TASK DATA:
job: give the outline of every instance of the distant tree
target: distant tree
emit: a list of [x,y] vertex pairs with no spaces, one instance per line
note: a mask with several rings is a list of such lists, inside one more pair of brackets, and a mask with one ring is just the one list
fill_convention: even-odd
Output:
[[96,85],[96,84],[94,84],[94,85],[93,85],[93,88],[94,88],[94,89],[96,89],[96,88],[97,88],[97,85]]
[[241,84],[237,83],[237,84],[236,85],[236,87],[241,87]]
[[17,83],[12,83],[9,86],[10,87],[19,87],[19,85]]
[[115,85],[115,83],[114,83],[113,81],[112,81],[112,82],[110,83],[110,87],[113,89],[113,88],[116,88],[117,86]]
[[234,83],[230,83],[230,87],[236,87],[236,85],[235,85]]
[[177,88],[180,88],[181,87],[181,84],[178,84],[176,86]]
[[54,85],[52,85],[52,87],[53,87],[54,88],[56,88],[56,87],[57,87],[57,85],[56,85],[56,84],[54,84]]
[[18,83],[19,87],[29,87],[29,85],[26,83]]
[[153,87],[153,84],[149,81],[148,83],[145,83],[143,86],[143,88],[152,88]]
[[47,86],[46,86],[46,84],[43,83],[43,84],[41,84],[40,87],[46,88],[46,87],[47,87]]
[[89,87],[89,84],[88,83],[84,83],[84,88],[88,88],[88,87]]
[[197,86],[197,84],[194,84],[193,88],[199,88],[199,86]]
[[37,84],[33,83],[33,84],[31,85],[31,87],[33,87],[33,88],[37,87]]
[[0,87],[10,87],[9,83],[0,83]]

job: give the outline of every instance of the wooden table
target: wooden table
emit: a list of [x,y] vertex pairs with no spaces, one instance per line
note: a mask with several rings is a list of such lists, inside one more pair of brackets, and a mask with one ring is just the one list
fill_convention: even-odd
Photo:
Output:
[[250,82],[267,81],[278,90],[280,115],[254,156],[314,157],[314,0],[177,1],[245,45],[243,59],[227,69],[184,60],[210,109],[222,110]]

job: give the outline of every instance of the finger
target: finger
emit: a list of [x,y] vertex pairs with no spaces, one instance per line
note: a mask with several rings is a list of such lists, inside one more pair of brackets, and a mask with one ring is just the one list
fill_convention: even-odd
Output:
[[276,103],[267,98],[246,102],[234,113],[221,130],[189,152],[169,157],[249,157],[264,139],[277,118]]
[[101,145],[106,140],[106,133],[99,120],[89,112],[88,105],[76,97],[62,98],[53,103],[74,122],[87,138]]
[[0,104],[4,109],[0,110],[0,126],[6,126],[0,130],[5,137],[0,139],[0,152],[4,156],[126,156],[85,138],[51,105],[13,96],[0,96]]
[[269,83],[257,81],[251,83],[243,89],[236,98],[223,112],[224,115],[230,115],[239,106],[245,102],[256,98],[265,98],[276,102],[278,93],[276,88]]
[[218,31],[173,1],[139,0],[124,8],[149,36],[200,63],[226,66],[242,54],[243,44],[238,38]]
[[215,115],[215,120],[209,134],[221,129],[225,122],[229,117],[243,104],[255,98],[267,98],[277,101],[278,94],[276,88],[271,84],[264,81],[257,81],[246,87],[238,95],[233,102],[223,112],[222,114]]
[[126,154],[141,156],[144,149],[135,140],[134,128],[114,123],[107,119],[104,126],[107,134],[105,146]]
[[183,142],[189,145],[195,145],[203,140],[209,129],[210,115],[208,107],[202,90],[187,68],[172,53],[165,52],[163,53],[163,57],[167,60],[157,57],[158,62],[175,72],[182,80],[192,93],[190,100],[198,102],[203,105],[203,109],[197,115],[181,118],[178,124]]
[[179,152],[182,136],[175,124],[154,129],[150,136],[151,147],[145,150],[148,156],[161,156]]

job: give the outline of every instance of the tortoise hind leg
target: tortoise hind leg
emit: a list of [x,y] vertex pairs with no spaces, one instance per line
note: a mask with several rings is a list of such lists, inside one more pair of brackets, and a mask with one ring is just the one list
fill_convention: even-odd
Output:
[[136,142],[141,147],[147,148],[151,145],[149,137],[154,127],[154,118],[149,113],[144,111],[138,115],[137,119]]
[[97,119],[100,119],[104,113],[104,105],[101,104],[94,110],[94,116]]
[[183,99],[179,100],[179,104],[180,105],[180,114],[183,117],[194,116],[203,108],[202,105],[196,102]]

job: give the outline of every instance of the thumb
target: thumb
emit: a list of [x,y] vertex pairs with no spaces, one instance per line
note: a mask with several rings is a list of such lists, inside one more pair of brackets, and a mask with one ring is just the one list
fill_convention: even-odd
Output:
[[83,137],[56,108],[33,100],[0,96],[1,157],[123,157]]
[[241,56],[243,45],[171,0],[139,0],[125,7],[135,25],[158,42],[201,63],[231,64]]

DIRECTION: Write out every entry word for word.

ANSWER BELOW:
job: give the outline of every instance of the distant tree
target: distant tree
emit: a list of [x,y] vertex pairs with no spaces, one instance per line
note: a mask with several rings is a list of such lists, inside one more pair of brackets, and a mask with one ring is just the one list
fill_convention: even-odd
Output:
[[96,85],[96,84],[94,84],[94,85],[93,85],[93,88],[94,88],[94,89],[96,89],[96,88],[97,88],[97,85]]
[[241,84],[237,83],[237,84],[236,85],[236,87],[241,87]]
[[17,83],[12,83],[9,86],[10,87],[19,87],[19,85]]
[[115,85],[115,83],[114,83],[113,81],[112,81],[112,82],[110,83],[110,87],[113,89],[113,88],[116,88],[117,86]]
[[234,83],[230,83],[230,87],[236,87],[236,85],[235,85]]
[[177,88],[180,88],[181,87],[181,84],[178,84],[176,86]]
[[54,85],[52,85],[52,87],[53,87],[54,88],[56,88],[56,87],[57,87],[57,85],[56,85],[56,84],[54,84]]
[[18,83],[19,87],[29,87],[29,85],[26,83]]
[[153,87],[153,84],[149,81],[148,83],[145,83],[143,86],[143,88],[152,88]]
[[47,86],[46,86],[46,84],[43,83],[43,84],[41,84],[40,87],[46,88],[46,87],[47,87]]
[[89,87],[89,84],[88,83],[84,83],[84,88],[88,88],[88,87]]
[[197,86],[197,84],[194,84],[193,88],[199,88],[199,86]]
[[37,84],[33,83],[33,84],[31,85],[31,87],[33,87],[33,88],[37,87]]
[[0,87],[10,87],[9,83],[0,83]]

job: give the outline of every instance of the wooden table
target: wooden table
emit: a list of [x,y] vertex pairs with no spaces, one instance per line
note: a mask with several rings is a list of such lists, inside one more pair of brackets, and a mask with one ring is just the one list
fill_convention: even-odd
Photo:
Output:
[[250,82],[267,81],[278,90],[280,115],[254,156],[314,157],[314,0],[177,1],[245,45],[243,59],[227,69],[184,60],[210,109],[222,110]]

job: give the outline of every instance of the finger
target: finger
emit: a list of [x,y] vertex pairs with no spaces, one instance per line
note: a mask with several rings is a list of such lists, inside one more pair of brackets, and a mask with one ring is just the one list
fill_convention: even-odd
Output:
[[276,103],[267,98],[246,102],[234,113],[221,130],[189,152],[169,157],[249,157],[264,139],[277,118]]
[[101,145],[106,140],[106,133],[99,120],[89,112],[88,105],[76,97],[62,98],[53,103],[74,122],[87,138]]
[[0,104],[4,109],[0,110],[0,126],[6,126],[0,130],[5,137],[0,139],[0,152],[4,156],[126,156],[85,138],[51,105],[13,96],[0,96]]
[[269,83],[257,81],[251,83],[243,89],[236,98],[223,112],[224,115],[230,115],[239,106],[245,102],[256,98],[265,98],[276,102],[278,93],[276,88]]
[[218,31],[173,1],[139,0],[124,8],[149,36],[200,63],[226,66],[242,54],[243,44],[238,38]]
[[215,115],[215,120],[209,134],[221,129],[225,122],[229,117],[243,104],[255,98],[267,98],[277,101],[278,94],[276,88],[271,84],[264,81],[257,81],[246,87],[238,95],[233,102],[223,112],[222,114]]
[[126,154],[141,156],[144,149],[135,140],[134,128],[114,123],[107,119],[104,126],[107,134],[105,146]]
[[183,142],[189,145],[195,145],[203,140],[209,129],[210,115],[208,107],[202,90],[187,68],[172,53],[165,52],[163,53],[163,57],[167,60],[157,57],[158,62],[175,72],[182,80],[192,93],[190,100],[198,102],[203,105],[203,109],[197,115],[181,118],[178,124]]
[[179,152],[182,136],[175,124],[154,129],[150,136],[151,147],[145,150],[148,156],[161,156]]

job: give the outline of every instance of the tortoise hind leg
target: tortoise hind leg
emit: a list of [x,y] vertex pairs with no spaces, one instance per line
note: a mask with several rings is a list of such lists, inside one more pair of brackets, and a mask with one ring is just the one list
fill_convention: even-odd
Output:
[[136,142],[141,147],[147,148],[151,145],[149,137],[154,127],[154,118],[149,113],[144,111],[138,115],[137,119]]
[[97,119],[100,119],[104,113],[104,105],[101,104],[94,110],[94,116]]
[[183,99],[179,100],[179,104],[180,105],[180,114],[183,117],[194,116],[203,108],[202,105],[196,102]]

job: give the outline of every instance of the thumb
target: thumb
emit: a list of [x,y] vertex pairs with no spaces, one instance per line
note: a mask with several rings is a list of such lists, inside one more pair of brackets, and a mask with one ring is just the one list
fill_convention: even-odd
Output:
[[83,137],[56,108],[33,100],[0,96],[1,157],[123,157]]
[[241,56],[243,45],[171,0],[139,0],[125,7],[135,25],[158,42],[201,63],[231,64]]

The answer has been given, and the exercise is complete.